By THOMAS TRACY and LARRY MCSHANE
New York Daily News | March 6, 2021
The world changed in a horrifying heartbeat for a Brooklyn paramedic.
FDNY EMS veteran Jenna Piscitello was helping a drug-addled teen onto a stretcher when she went suddenly from rescuer to victim, targeted in a nightmarish moment where the deranged patient chewed through her left cheek in a disfiguring attack.
“I could feel her teeth digging into my flesh,” recounted Piscitello, 28, as she recovered Saturday in her Staten Island home. “It was almost a stunned feeling … I looked and I was like, ‘Oh my gosh, she took a chunk of my face off.’”

Piscitello recalled seeing blood when her face mask fell off during the 2 a.m. Friday assault, with the looks of her shaken colleagues indicating the vicious attack had crossed into Hannibal Lecter territory. She needed four stitches to close the gaping wound, and scheduled an upcoming visit with a plastic surgeon after pieces of flesh were torn from her cheek.
“I’m holding up as best I can,” she said. “It was a very traumatic experience. Physically, my face is deformed. I’m not pleasant to look at. Emotionally, I’m very drained. But I have the support of my family, friends and co-workers.”
The daughter of Italian immigrants actually continued working on the oft-arrested 17-year-old victim after the biting, with both landing in NYU-Langone Brooklyn for treatment. The teen, who was not identified because of her age, faces a charge of felony assault.
The arrest was the suspect’s latest run-in with the law, as her rap sheet includes prior arrests including grand larceny, burglary and assault, law enforcement sources told the Daily News.

• [Records shown]:
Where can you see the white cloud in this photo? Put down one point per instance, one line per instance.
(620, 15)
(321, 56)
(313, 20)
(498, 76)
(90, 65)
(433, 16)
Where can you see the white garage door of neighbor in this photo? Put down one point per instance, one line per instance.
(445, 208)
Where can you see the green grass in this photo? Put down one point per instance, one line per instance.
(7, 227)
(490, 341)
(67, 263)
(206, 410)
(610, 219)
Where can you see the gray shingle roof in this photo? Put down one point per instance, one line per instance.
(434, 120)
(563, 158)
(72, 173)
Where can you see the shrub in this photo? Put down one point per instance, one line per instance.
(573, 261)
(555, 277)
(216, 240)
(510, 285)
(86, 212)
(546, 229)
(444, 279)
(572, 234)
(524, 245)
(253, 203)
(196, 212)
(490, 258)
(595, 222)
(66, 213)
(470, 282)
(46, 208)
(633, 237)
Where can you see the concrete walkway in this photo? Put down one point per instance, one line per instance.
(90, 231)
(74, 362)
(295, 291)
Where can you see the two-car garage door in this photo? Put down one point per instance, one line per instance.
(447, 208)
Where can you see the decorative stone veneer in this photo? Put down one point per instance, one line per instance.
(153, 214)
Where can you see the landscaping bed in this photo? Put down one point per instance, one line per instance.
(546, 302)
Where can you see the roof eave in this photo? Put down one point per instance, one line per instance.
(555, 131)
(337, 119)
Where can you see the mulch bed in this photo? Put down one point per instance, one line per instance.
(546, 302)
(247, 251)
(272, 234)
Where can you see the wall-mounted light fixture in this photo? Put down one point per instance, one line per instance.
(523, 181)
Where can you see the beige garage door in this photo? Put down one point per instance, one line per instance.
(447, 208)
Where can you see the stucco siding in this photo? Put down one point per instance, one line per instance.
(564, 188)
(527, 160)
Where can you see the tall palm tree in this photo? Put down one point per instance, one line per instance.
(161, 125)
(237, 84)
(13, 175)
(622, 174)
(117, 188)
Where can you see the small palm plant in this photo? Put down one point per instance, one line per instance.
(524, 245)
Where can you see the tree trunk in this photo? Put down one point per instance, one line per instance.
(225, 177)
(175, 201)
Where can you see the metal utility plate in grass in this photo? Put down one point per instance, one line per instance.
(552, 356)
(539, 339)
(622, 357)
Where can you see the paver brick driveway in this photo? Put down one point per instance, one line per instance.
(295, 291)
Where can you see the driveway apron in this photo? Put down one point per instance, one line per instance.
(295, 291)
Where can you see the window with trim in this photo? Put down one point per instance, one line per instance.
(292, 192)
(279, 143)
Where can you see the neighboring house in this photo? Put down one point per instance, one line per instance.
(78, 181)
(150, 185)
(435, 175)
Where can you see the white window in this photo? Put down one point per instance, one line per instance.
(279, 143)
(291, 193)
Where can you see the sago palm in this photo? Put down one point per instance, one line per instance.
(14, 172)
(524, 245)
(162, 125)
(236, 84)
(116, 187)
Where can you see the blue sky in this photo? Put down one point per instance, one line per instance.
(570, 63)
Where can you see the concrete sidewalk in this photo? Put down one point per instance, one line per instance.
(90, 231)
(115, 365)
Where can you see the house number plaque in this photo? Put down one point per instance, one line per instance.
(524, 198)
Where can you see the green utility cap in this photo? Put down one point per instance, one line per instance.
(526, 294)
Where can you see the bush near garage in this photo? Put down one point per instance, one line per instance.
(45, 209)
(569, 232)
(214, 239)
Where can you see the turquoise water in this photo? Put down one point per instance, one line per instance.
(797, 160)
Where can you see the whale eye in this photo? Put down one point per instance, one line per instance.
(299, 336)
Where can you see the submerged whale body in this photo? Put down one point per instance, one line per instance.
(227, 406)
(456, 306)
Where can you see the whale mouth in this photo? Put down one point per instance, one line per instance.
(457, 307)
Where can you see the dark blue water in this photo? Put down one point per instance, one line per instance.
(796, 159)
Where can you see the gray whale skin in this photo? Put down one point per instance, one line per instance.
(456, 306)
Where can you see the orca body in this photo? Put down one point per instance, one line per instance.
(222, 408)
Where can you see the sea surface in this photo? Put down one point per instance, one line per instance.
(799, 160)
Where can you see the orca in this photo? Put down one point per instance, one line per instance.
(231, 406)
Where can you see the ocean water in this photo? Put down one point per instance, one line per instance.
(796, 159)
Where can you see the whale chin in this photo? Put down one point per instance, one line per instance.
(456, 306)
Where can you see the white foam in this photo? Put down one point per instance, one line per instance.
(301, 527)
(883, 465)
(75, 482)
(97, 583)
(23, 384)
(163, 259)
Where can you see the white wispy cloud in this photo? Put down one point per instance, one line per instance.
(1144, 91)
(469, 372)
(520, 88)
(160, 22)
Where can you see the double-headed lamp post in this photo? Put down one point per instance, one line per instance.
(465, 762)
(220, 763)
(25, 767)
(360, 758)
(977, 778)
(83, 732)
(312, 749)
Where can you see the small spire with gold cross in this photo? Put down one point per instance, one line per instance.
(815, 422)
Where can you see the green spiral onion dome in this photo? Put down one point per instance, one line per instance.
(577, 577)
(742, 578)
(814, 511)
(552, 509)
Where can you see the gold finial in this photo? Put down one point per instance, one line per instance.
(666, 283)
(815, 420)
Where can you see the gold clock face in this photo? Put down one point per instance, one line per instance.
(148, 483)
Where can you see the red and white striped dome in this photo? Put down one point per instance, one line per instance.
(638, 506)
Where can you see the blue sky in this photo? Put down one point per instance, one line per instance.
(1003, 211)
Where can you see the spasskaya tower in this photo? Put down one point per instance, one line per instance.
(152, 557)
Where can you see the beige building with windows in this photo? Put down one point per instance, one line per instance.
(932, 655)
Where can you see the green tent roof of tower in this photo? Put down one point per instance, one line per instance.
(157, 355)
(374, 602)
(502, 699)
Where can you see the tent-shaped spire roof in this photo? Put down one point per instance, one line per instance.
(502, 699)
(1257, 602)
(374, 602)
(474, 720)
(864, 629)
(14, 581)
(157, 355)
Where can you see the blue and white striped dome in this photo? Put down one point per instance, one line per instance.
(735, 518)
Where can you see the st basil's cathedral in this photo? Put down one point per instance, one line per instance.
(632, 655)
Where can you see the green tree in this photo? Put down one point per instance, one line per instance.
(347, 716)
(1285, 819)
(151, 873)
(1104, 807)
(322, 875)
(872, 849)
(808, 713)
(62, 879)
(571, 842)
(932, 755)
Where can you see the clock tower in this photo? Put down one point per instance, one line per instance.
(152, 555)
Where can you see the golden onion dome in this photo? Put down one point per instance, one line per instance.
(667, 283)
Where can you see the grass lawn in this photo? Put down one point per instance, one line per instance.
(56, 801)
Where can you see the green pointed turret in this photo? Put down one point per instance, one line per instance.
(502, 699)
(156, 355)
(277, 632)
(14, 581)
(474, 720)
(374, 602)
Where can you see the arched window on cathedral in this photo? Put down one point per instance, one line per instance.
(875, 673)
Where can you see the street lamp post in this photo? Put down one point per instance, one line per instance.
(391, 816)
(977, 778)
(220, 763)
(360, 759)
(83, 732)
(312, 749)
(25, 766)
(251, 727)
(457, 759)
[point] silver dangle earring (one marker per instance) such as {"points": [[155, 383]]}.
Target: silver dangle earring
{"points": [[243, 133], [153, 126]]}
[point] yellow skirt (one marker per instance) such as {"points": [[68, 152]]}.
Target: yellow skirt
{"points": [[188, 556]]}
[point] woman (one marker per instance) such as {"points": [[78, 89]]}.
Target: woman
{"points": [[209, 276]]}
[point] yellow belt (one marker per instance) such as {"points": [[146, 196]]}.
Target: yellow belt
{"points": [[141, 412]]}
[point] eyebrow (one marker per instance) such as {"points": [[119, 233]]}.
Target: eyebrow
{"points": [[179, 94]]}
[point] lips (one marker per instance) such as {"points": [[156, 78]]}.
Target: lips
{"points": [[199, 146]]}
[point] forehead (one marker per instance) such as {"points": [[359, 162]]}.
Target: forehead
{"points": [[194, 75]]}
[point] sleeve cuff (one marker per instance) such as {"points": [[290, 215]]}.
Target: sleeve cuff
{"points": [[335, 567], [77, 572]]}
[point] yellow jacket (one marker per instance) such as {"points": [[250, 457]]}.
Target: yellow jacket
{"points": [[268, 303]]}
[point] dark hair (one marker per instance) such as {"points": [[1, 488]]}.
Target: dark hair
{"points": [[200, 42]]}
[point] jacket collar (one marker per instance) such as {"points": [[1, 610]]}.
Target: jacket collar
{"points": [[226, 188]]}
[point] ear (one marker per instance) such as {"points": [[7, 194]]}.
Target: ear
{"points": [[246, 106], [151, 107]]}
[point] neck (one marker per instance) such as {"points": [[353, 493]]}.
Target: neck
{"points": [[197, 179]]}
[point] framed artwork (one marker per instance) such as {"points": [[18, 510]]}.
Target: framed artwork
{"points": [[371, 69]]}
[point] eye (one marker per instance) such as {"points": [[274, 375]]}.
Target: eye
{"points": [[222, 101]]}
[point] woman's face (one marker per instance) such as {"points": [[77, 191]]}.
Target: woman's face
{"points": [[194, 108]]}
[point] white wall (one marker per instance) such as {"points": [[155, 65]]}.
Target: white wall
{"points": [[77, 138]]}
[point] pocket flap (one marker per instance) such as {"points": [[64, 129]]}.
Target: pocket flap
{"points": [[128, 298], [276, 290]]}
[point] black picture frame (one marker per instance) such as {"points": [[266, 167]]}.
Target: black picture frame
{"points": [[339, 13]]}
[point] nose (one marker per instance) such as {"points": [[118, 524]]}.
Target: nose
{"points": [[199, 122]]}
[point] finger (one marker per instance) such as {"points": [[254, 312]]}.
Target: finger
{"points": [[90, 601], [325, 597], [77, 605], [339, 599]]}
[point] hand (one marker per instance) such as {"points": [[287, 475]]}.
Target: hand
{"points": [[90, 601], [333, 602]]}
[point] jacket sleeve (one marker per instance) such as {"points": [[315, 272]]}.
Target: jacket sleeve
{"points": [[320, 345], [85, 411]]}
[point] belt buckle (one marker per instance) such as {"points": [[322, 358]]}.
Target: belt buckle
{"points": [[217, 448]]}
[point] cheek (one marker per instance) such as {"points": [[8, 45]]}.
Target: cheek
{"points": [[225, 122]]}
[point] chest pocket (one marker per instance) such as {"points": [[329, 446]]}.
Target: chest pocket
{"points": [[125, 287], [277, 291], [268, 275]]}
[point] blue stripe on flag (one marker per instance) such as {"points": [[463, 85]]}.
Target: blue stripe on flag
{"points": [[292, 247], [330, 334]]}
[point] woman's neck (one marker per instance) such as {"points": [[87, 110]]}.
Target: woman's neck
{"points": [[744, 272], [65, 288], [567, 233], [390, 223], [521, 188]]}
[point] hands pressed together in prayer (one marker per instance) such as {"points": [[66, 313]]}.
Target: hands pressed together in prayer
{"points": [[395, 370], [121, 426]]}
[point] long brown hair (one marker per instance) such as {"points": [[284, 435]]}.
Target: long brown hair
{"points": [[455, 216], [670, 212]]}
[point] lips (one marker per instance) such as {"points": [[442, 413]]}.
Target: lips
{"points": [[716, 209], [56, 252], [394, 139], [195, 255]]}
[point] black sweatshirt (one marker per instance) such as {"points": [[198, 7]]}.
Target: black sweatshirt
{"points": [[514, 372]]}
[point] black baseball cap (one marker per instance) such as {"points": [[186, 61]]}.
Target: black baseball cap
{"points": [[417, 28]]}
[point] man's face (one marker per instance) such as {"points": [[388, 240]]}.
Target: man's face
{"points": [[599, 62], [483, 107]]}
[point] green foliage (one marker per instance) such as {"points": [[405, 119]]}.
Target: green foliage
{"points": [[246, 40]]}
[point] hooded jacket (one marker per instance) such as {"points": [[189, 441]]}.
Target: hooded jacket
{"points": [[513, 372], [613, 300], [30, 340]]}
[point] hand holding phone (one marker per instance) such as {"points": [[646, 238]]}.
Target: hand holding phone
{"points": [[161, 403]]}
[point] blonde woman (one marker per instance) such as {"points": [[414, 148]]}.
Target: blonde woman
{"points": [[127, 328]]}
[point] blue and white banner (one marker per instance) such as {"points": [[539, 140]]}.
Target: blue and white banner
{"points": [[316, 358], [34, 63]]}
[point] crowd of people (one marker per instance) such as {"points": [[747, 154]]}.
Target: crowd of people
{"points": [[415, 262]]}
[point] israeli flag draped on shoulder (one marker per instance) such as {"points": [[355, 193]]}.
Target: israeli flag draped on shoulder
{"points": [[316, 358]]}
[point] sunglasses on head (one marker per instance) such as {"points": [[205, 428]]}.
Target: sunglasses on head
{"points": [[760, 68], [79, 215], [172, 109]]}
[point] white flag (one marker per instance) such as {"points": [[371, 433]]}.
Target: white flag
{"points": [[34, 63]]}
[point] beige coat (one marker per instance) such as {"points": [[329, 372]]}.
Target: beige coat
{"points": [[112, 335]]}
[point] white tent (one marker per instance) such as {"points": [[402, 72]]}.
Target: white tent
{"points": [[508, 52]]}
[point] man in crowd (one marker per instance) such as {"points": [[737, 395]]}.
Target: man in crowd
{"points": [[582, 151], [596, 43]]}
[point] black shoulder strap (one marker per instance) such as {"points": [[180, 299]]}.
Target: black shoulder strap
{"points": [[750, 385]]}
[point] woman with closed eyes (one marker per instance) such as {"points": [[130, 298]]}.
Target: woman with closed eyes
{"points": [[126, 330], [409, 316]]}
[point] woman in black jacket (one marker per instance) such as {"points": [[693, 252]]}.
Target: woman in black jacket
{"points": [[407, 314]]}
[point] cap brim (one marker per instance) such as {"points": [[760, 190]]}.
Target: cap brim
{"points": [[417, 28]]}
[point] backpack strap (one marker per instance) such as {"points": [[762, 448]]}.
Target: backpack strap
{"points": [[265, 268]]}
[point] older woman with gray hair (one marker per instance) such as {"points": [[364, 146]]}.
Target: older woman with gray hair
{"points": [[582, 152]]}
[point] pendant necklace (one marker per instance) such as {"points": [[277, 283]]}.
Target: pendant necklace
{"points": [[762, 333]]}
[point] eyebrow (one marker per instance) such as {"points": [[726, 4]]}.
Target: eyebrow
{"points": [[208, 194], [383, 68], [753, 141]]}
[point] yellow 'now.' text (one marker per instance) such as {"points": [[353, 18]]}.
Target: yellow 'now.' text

• [Required action 1]:
In the article about the bitten Brooklyn paramedic, how many stitches did Jenna Piscitello need to close her wound?
• [Required action 2]:
Carry on the article about the bitten Brooklyn paramedic from the point where it stops.

• [Exercise output 1]:
Four stitches.

• [Exercise output 2]:
The incident marked the third biting incident targeting a member of FDNY EMS in a single week. And EMS union officials said a dozen of its members were attacked over the same span — including 15-year veteran Josh Schwartz, whose nose was broken and glasses shattered by a hard foot to the face during another bizarre assault last Sunday.
The “super aggressive” girlfriend of a patient exploded in a foul-mouthed rage as the emergency medical technician tried to load her boyfriend in an ambulance, with the woman running up the ambulance steps to deliver the boot, Schwartz told The News.
“My head was down near her knee,” said Schwartz, still suffering a week later from migraines and vision problems. “I turned to ask another unit to call the cops when she kicked me in the face in a downward stomping motion. I got my bell rung.”
Suspect Sheena Meeks, 27, was charged with assault, obstruction of government administration and harassment before she was released without bail pending an May court date.
Piscitello, who plans to take a few weeks off before returning to the job, said she wants justice for herself and her fellow EMTs and paramedics. And while she’s willing to forgive, she can’t forget the gruesome and unprovoked attack that turned a routine call into a lingering living hell.
“I didn’t go around eating people’s faces,” she said.